**Supplied text**
^^^^

In today’s environment, no company is immune from challenges of shareholder activists. It’s a challenge that boards must be ready to meet (and sometimes embrace).  Activists have likely become a permanent fixture in today’s capital markets, forcing boards to ask themselves some of the following questions: What are the most likely activist investors in a current shareholder base? Where is our company most vulnerable? How do we prepare for an attack from one of our shareholders

While activism is a longstanding practice, the growing influence of activist campaigns has grown and gained media attention over the last few years. They have become more sophisticated in their analysis and are now more closely scrutinizing the role and effectiveness of corporate boards, often seeking to gain director control by occupying board seats. Today it’s critical that boards not only think like activist but in some ways be one step ahead of the activist.  For years, the National Association of Corporate Directors (NACD) has been educating boards on effective investor engagement and more recently on the preparation for and response to shareholder campaigns.  The 2016–2017 NACD Public Company Governance Survey found that despite the significant increase in activist activity among both large-cap and small-cap companies, only 20% of respondents pointed to investor activism as a key issue affecting their businesses in the next year, likely signaling a false sense of comfort.  Similarly, a 2015 NACD survey indicates that levels of preparedness are inadequate. Only in NACD’s previous survey, 20% of respondents whose companies who were approached by an activist within the prior 12 months, 46% of respondents did not have a plan in place to respond.

It is incumbent upon boards to lead on the front foot and anticipate activist behavior evaluate their own performance and that of the company by looking at their organizations through the lens an activist investor. By understanding the mindset of an activist, directors can prepare a plan of response and lead with confidence.

Although the severity of each activist’s objectives will vary, their ultimate goals can be characterized into the following four areas:

  • Improve financial performance through operational changes and/or corporate restructuring;
  • Return cash to shareholders through share buybacks or dividends;
  • Change corporate policies on social and/or environmental issues; and
  • Change governance practices or the composition of the board itself.

It’s critical for the board to assess the company’s degree of vulnerability to each of these goals. In the current environment, a pending activist campaign should be looked at as a when, not an if.

^^^^

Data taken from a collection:

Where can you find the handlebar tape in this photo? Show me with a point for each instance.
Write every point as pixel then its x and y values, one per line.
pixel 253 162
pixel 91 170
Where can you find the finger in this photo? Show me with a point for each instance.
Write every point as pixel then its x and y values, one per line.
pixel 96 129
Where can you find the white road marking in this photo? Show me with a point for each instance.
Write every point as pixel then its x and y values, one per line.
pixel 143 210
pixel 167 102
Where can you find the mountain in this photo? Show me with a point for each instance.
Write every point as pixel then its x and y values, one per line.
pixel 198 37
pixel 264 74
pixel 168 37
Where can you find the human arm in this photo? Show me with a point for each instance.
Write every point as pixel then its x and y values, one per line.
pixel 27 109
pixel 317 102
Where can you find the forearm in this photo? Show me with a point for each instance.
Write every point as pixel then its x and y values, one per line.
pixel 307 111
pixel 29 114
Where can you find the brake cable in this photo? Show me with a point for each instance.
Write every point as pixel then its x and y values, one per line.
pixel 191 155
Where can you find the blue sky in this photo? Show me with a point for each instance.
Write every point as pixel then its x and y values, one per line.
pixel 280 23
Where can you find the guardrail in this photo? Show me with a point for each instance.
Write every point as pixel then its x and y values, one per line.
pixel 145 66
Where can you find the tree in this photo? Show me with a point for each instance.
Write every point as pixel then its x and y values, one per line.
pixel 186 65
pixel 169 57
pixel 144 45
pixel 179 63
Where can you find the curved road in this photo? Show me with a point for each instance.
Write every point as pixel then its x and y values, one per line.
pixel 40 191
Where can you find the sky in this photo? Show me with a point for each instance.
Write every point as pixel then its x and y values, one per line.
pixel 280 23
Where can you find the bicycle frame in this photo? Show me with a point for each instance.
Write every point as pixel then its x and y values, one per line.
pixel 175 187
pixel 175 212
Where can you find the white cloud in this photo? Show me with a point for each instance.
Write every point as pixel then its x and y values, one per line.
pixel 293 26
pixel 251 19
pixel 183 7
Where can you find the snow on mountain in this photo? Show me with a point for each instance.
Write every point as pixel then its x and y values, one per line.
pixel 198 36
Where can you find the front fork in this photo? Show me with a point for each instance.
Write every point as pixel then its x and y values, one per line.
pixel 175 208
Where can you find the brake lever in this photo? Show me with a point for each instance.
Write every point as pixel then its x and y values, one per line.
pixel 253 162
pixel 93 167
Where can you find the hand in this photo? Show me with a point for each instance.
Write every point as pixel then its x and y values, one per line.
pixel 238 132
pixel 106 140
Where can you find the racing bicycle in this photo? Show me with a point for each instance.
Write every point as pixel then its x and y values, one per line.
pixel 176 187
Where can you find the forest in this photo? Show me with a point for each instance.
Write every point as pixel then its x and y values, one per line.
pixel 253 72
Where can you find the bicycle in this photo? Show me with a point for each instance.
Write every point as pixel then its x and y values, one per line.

^^^^

Continue the text on boards and shareholder activists, starting after its last sentence. The listing comes from a separate source.

**Exercise answer**
[1] In the event that an activist engages with the company, NACD has outlined 10 steps a board can take to address and respond:

  1. Before an activist challenge occurs, the board should prepare in advance by assessing company vulnerabilities, assembling a response team, and creating an activist-response plan.
  2. Upon receiving a call from an activist, listen to the activist’s input and recommendations. Leave the door open for continued communications with the activist.
  3. Communicate the company’s long-term business strategy to the activist and other shareholders. Be open to meeting with institutional shareholders and proxy advisory firms.
  4. The board should meet with the team designated to respond to activism (e.g., key officers, counsel, bankers, proxy soliciting firm, consulting firm, and a PR firm).
  5. Select a spokesperson from the response team who will serve as the point of contact with the activist. This may be the independent chair, the lead director, and/or a committee chair, depending on the grounds of the activist’s challenge.
  6. Evaluate the activist’s demands, throughout the process. Recognize that a public campaign is both costly and distracting to everyday business and consider possible alternatives to a proxy fight (e.g., giving the activist board representation or altering business strategy according to the activist’s proposals). Determine whether you will challenge the activist, negotiate, or acquiesce to his or her demands.
  7. Understand the positions of institutional shareholders and proxy advisory firms and whether they align with the activist’s position. Their stances may indicate the type of fight you will be up against.
  8. Ensure that the board and management present a unified front regarding your company’s strategy.
  9. Maintaining high performance throughout the engagement period is critical. If company performance declines, this will only give the activist more ammunition.
  10. Recognize that even if you win the contest, the battle may not be over if the activist maintains his or her ownership position.

Post by Peter Gleason, CEO and President of the National Association of Corporate Directors (NACD)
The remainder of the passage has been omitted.